Фрагмент для чтения:
СПЕКТАКЛЬ И РОЛЬ ВОЛАНДА. ДОРОГА К ПРОВАЛУ
Вернемся к началу работы над спектаклем. Получено разрешение – на "эксперимент", без копейки денег на постановку. Но разве нашего человека трудности пугают? Самое милое дело – выкручиваться вопреки дурным ожиданиям. И выкрутились.
Пьеса, повторяю, успешно соединила все линии романа.
Художник Давид Боровский хитроумно собрал на сцене элементы декораций наших известных спектаклей.
Композитор Эдисон Денисов помог Любимову создать музыкальное оформление, в основном из номеров, звучавших на нашей сцене: сочинений Д.Шостаковича, А.Шнитке, Л.Ноно, С.Прокофьева, Ю.Буцко и самого Денисова.
Костюмы, реквизит, бутафория – почти все было заимствовано с таганских складов.
Идею самоцитирования Юрий Петрович сформулировал так: великий роман Булгакова как повод отчитаться перед самими собой за пройденный путь Театра на Таганке. В романе, мол, заключен целый мир, где есть и Россия, и революция, и Ершалаим, история человечества, добро и зло, искусство, любовь и т. д. Каким ключом открыть этот мир, чтобы театр не иллюстрировал прозу и не уничтожил ее ценности? Мы, слава богу, имеем приличный опыт работы в разных жанрах – от классики до современности, мы испробовали действенность своего театрального метода. Как это ни парадоксально, хотя Булгаков работал во МХАТе и не понимал успеха Мейерхольда, но стиль его «Мастера» – смелая, вольная игра фантазии, перебросы действия из эпохи в эпоху, и сама центральная сцена в варьете – все это ко мхатовскому реализму не имеет никакого отношения. Кроме того, если все время помнить о "Театральном романе", то этот ориентир не даст нам сбиться в сторону натурализма, он возбуждает энергию театральной клоунады, карнавала, праздника…
Три главных элемента декорации: занавес из "Гамлета", маятник из "Часа пик" и золотая рама из "Тартюфа". Гигантский занавес – самоходное "крыло судьбы" из грубой вязаной шерсти – управляется невидимой командой техников. Он то свободно плывет; то стремительно несется от стенки – к авансцене, от левого портала – к правому; то замирает в любом положении; то крутится вокруг своей оси; то перекрывает сцену, когда подлетает вперед.

Условие задания: Какие три главных элемента декорации названы во фрагменте о спектакле и из каких постановок их взяли?

[Данные набора для указания точек]
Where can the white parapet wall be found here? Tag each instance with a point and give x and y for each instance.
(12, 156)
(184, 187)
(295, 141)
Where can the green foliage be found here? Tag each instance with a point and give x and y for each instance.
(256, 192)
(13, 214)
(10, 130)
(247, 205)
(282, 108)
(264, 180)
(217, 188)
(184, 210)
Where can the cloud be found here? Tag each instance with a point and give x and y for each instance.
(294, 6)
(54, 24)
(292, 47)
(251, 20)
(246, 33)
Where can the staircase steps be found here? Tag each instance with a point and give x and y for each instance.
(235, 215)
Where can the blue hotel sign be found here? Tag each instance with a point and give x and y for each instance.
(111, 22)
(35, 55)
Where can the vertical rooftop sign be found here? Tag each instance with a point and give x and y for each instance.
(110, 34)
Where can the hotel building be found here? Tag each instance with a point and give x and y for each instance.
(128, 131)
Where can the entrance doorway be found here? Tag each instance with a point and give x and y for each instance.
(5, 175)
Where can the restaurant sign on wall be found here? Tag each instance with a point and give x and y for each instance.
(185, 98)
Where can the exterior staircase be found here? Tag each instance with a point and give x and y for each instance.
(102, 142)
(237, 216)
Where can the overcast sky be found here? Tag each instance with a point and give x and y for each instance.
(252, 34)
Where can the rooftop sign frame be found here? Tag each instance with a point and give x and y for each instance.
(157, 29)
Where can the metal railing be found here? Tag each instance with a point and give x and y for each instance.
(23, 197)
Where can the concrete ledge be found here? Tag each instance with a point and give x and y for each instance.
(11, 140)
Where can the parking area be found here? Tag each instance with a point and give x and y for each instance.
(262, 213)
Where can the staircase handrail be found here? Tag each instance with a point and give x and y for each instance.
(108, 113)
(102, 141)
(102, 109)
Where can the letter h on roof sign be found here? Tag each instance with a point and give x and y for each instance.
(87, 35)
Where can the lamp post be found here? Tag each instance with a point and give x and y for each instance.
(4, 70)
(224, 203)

Решение: Занавес из «Гамлета», маятник из «Часа пик» и золотая рама из «Тартюфа».